= Orders, decorations, and medals of Pahang =

Honorific order of the Sultanate of Pahang

The following is a list of the orders, decorations, and medals given by the Sultan of Pahang, Malaysia. When applicable, post-nominal letters and non-hereditary titles are indicated.

== Order of precedence for the wearing of order insignias, decorations, and medals ==
Precedence:
| 1. | Darjah Kerabat | D.K.P. | -- | Left shoulder |
| 2. | Darjah Kerabat Sri Indra Mahkota Pahang Yang Amat Dihormati | D.K. I | -- | Left shoulder |
| 3. | Darjah Kerabat Sri Indera Mahkota Pahang Yang Amat Dihormati | D.K. II | -- |
| 4. | Sri Setia Al-Sultan Abdullah Ahmad Shah Pahang | S.A.A.S. | Dato' Sri Setia |
| 5. | Sri Diraja Sultan Ahmad Shah Pahang | S.D.S.A. | Dato' Sri Diraja |
| 6. | Sri Sultan Ahmad Shah Pahang | S.S.A.P. | Dato' Sri | |
| 7. | Sri Indera Mahkota Pahang | S.I.M.P. | Dato' Indera | |
| 8. | Darjah Al- Sultan Abdullah Ahmad Shah | D.S.A.S. | Dato |
| 9. | Darjah Sultan Ahmad Shah Pahang | D.S.A.P. | Dato |
| 10. | Darjah Indera Mahkota Pahang | D.I.M.P. | Dato |
| 11. | Setia Al-Sultan Abdullah Pahang | S.A.S. | -- |
| 12. | Setia Ahmad Shah Pahang | S.A.P. | -- |
| 13. | Setia Mahkota Pahang | S.M.P. | -- |
| 14. | Ahli Ahmad Shah Pahang | A.A.P. | -- |
| 15. | Ahli Mahkota Pahang | A.M.P. | -- |
| 16. | Pingat Khidmat Cemerlang | P.K.C. | -- |
| 17. | Pingat Gagah Perwira | P.G.P. | -- |
| 18. | Jaksa Pendamai | J.P. | -- |
| 19. | Pingat Kelakuan Terpuji | P.K.T. | -- |
| 20. | Pingat Jasa Kebaktian | P.J.K. | -- |
| 21. | Pingat Perkhidmatan Luar Biasa | P.P.B. | -- |

== Orders, decorations, and medals ==
The Most Illustrious Royal Family Order of Pahang - Darjah Kerabat Yang Maha Mulia Utama Kerabat Diraja Pahang
- Founded by Sultan Ahmad Shah on 24 October 1977.
○ ○ ○ ○
#### LIST OF TASKS
a) Using the Pahang orders page, decide whether each statement agrees with the text: (i) the orders on the list are given by the Sultan of Selangor; (ii) the list shows post-nominal letters and non-hereditary titles where they apply; (iii) the Royal Family Order of Pahang was founded by Sultan Abdullah. Answer yes or no for each and quote the words of the text that decide it.
b) Write the next lines of the Pahang orders page, picking up after its final line.

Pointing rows
○ ○ ○ ○
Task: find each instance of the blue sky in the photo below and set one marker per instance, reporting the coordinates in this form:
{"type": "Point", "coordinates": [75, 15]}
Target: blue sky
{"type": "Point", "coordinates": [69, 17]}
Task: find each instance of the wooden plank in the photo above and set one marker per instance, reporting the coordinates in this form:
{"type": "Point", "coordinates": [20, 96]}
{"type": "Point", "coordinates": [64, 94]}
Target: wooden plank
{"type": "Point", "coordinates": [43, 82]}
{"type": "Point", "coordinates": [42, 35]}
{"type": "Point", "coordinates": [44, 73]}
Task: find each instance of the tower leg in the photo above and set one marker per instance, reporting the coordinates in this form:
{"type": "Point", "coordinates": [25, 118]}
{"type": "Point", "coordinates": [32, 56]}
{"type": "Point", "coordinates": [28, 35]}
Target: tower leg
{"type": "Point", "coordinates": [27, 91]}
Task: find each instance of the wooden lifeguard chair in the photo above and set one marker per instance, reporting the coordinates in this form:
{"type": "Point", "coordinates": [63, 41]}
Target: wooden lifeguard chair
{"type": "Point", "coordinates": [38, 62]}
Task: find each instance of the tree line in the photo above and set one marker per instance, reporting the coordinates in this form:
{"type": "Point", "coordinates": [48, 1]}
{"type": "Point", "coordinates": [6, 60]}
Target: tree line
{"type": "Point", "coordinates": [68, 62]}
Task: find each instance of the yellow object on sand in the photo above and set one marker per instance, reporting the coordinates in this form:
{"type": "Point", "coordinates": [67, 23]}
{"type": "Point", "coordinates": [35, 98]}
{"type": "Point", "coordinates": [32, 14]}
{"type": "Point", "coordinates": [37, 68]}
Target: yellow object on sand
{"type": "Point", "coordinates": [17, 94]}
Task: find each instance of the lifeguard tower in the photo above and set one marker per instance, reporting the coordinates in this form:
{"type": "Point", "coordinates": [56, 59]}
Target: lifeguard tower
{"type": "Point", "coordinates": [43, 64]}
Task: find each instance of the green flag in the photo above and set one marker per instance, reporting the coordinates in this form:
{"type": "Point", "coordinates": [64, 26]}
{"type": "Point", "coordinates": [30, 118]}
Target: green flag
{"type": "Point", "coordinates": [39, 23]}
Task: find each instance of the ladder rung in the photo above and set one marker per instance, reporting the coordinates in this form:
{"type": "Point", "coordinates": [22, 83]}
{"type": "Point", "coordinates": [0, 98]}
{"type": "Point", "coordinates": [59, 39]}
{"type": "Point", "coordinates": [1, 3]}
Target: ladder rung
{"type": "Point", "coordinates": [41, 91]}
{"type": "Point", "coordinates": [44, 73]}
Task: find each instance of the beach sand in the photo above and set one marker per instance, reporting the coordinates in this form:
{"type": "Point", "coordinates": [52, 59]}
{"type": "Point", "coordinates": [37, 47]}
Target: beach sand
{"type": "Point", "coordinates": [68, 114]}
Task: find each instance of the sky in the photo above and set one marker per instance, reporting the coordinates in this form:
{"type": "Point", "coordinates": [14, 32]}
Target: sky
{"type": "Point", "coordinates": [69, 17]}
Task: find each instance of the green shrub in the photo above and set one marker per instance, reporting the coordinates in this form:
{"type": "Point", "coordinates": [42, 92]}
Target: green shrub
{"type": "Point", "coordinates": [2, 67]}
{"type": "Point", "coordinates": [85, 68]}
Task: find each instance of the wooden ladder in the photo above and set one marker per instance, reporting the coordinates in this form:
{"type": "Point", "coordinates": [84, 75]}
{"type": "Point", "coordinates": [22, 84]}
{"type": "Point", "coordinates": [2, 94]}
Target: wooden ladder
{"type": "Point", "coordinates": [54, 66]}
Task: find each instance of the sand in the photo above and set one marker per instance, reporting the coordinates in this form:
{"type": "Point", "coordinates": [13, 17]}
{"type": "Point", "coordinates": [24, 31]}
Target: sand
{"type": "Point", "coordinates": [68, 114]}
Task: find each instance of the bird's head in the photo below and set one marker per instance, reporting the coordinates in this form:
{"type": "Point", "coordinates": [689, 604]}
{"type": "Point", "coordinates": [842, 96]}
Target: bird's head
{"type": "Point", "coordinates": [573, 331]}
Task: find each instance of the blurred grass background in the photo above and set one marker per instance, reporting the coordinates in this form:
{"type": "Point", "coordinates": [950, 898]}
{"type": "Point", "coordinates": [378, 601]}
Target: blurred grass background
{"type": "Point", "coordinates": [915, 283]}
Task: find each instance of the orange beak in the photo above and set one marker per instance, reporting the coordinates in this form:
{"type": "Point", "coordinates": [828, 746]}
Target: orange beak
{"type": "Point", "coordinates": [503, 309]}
○ ○ ○ ○
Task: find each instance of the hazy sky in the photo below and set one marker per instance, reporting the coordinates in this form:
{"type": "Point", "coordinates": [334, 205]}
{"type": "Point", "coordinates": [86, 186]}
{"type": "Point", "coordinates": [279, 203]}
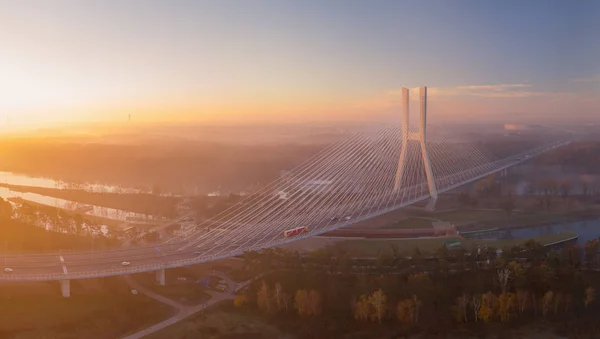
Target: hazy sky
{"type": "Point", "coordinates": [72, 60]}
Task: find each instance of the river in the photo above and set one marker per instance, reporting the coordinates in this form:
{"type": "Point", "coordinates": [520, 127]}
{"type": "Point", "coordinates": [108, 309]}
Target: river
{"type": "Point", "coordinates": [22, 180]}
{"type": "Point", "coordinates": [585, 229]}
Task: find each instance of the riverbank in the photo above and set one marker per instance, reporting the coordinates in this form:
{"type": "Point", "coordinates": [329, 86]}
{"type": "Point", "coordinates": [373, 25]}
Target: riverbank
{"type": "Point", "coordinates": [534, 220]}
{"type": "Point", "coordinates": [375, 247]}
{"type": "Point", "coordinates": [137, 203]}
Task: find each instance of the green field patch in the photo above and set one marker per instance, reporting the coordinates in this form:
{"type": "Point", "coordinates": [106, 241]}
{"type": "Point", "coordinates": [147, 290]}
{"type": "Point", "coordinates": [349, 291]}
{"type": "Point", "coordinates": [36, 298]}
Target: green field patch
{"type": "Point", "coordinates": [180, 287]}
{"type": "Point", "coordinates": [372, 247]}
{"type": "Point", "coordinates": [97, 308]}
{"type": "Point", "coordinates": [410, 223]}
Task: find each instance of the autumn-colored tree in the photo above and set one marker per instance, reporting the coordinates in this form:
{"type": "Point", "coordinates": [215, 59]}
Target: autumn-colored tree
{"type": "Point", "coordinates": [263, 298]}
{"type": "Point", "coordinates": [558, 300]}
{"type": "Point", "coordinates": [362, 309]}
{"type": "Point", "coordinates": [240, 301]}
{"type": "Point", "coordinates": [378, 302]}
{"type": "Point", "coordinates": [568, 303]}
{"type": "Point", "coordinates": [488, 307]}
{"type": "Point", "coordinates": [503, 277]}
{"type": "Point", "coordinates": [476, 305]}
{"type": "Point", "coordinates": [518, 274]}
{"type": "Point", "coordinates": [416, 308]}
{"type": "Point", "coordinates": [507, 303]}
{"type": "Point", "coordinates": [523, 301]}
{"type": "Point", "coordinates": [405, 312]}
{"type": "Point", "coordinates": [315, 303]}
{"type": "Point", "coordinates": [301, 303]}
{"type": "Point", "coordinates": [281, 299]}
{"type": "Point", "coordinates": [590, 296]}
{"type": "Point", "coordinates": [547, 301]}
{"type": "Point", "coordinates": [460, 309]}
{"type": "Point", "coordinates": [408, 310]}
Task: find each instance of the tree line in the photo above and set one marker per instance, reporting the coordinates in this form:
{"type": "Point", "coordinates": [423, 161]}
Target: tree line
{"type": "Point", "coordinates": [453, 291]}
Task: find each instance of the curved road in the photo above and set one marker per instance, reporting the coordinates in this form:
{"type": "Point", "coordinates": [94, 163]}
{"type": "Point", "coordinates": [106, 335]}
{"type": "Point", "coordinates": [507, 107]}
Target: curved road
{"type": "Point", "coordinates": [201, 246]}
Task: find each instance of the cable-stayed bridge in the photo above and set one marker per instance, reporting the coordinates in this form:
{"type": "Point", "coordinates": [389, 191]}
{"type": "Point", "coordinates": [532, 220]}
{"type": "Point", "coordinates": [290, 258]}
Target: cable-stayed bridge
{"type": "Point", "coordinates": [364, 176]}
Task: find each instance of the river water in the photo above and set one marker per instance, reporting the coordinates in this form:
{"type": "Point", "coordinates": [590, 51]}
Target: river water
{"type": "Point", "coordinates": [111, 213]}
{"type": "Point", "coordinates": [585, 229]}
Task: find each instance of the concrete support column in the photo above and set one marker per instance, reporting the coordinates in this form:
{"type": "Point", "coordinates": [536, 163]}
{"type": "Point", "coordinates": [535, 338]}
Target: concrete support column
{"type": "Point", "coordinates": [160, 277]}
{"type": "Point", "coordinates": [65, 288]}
○ ○ ○ ○
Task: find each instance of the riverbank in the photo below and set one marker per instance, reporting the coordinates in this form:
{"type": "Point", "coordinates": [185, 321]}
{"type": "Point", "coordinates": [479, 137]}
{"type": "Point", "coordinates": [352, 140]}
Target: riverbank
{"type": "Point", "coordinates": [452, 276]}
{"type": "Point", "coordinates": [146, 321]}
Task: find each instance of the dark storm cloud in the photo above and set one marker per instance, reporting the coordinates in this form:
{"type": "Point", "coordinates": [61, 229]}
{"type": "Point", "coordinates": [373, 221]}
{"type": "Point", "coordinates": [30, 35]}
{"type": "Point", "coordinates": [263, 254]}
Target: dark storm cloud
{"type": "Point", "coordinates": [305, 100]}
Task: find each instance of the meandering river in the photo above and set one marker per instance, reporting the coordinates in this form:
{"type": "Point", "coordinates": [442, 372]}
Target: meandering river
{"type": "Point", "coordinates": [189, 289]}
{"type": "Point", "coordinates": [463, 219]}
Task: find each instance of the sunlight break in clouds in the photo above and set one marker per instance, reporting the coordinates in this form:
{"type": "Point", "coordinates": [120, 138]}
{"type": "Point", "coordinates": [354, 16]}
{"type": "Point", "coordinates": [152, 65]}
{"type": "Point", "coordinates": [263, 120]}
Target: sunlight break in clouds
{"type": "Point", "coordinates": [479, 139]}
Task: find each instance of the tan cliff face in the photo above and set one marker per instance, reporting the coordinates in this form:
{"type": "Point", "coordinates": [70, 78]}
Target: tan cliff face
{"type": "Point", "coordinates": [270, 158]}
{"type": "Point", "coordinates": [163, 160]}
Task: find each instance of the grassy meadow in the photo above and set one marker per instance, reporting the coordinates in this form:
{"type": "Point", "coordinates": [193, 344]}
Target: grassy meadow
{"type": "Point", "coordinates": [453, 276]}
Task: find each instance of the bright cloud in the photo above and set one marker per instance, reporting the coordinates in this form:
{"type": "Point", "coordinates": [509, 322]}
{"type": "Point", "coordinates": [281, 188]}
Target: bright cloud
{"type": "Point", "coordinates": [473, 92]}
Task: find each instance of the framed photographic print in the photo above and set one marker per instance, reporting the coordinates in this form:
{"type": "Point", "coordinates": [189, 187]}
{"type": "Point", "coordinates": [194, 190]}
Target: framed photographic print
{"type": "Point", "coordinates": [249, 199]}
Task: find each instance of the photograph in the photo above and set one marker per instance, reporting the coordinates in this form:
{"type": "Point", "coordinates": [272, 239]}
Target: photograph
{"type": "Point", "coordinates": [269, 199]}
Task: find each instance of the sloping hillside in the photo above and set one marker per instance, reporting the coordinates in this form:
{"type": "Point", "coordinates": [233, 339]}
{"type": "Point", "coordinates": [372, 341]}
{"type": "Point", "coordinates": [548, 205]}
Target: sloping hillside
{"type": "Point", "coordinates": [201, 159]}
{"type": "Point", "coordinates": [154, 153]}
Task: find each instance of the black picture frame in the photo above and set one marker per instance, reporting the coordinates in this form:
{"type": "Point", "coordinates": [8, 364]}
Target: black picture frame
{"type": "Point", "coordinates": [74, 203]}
○ ○ ○ ○
#### TASK RESPONSES
a)
(i) No: "given by the Sultan of Pahang, Malaysia."
(ii) Yes: "When applicable, post-nominal letters and non-hereditary titles are indicated."
(iii) No: "Founded by Sultan Ahmad Shah on 24 October 1977."

b)
- Awarded in one class, Royal Principal - (DKP)

The Most Esteemed Family Order of the Crown of Indra of Pahang - Darjah Kerabat Sri Indra Mahkota Pahang Yang Amat Dihormati
- Founded by Sultan Abu Bakar on 25 May 1967.
- Awarded in two classes :
  - 1. 1st class - (DK I)
  - 2. 2nd class - (DK II)

The Most Illustrious Order of Al-Sultan Abdullah of Pahang - Darjah Kebesaran Al-Sultan Abdullah Pahang Yang Amat Mulia

- Founded by Al-Sultan Abdullah on 30 July 2024.
- Awarded in two classes :
  - 1. Grand Companion - (SAAS)
  - 2. Companion - (DSAS)
  - 3. Officer - (SAS)

The Grand Royal Order of Sultan Ahmad Shah of Pahang - Darjah Sri Diraja Sultan Ahmad Shah Pahang
- Founded by Sultan Ahmad Shah on 23 October 2010 in commemoration of his eightieth birthday.
- Awarded in a single class, Grand Recipient - (SDSA)

The Most Illustrious Order of Sultan Ahmad Shah of Pahang - Darjah Kebesaran Sri Sultan Ahmad Shah Pahang Yang Amat Mulia

- Founded by Sultan Ahmad Shah on 24 October 1977.
- Awarded in four classes :
  - 1. Grand Companion - (SSAP)
  - 2. Companion - (DSAP)
  - 3. Officer - (SAP)
  - 4. Member - (AAP)

The Esteemed Order of the Crown of Pahang - Darjah Kebesaran Mahkota Pahang Yang Dihormati

- Founded by Sultan Abu Bakar on 27 December 1968.
- Awarded in four classes :
  - 1. Grand Companion - (SIMP)
  - 2. Companion (DIMP)
  - 3. Officer - (SMP)
  - 4. Member - (AMP)

Gallantry Medal - Pingat Gagah Perwira
- Instituted by Sultan Abu Bakar on 17 October 1951 to reward conspicuous acts of gallantry of the highest order.
- Awarded in a single class, a silver medal - P.G.P.

Distinguished Service Medal - Pingat Khidmat Cemerlang
- Instituted by Sultan Ahmad Shah on 20 October 1985 as a reward for long and distinguished services to the state.
- Awarded in a single class, a silver medal - P.K.C.

Distinguished Conduct Medal - Pingat Kelakuan Terpuji
- Instituted by Sultan Abu Bakar on 17 October 1951 as a reward for distinguished conduct in the service of the state.
- Awarded in a single class, a bronze medal - P.K.T.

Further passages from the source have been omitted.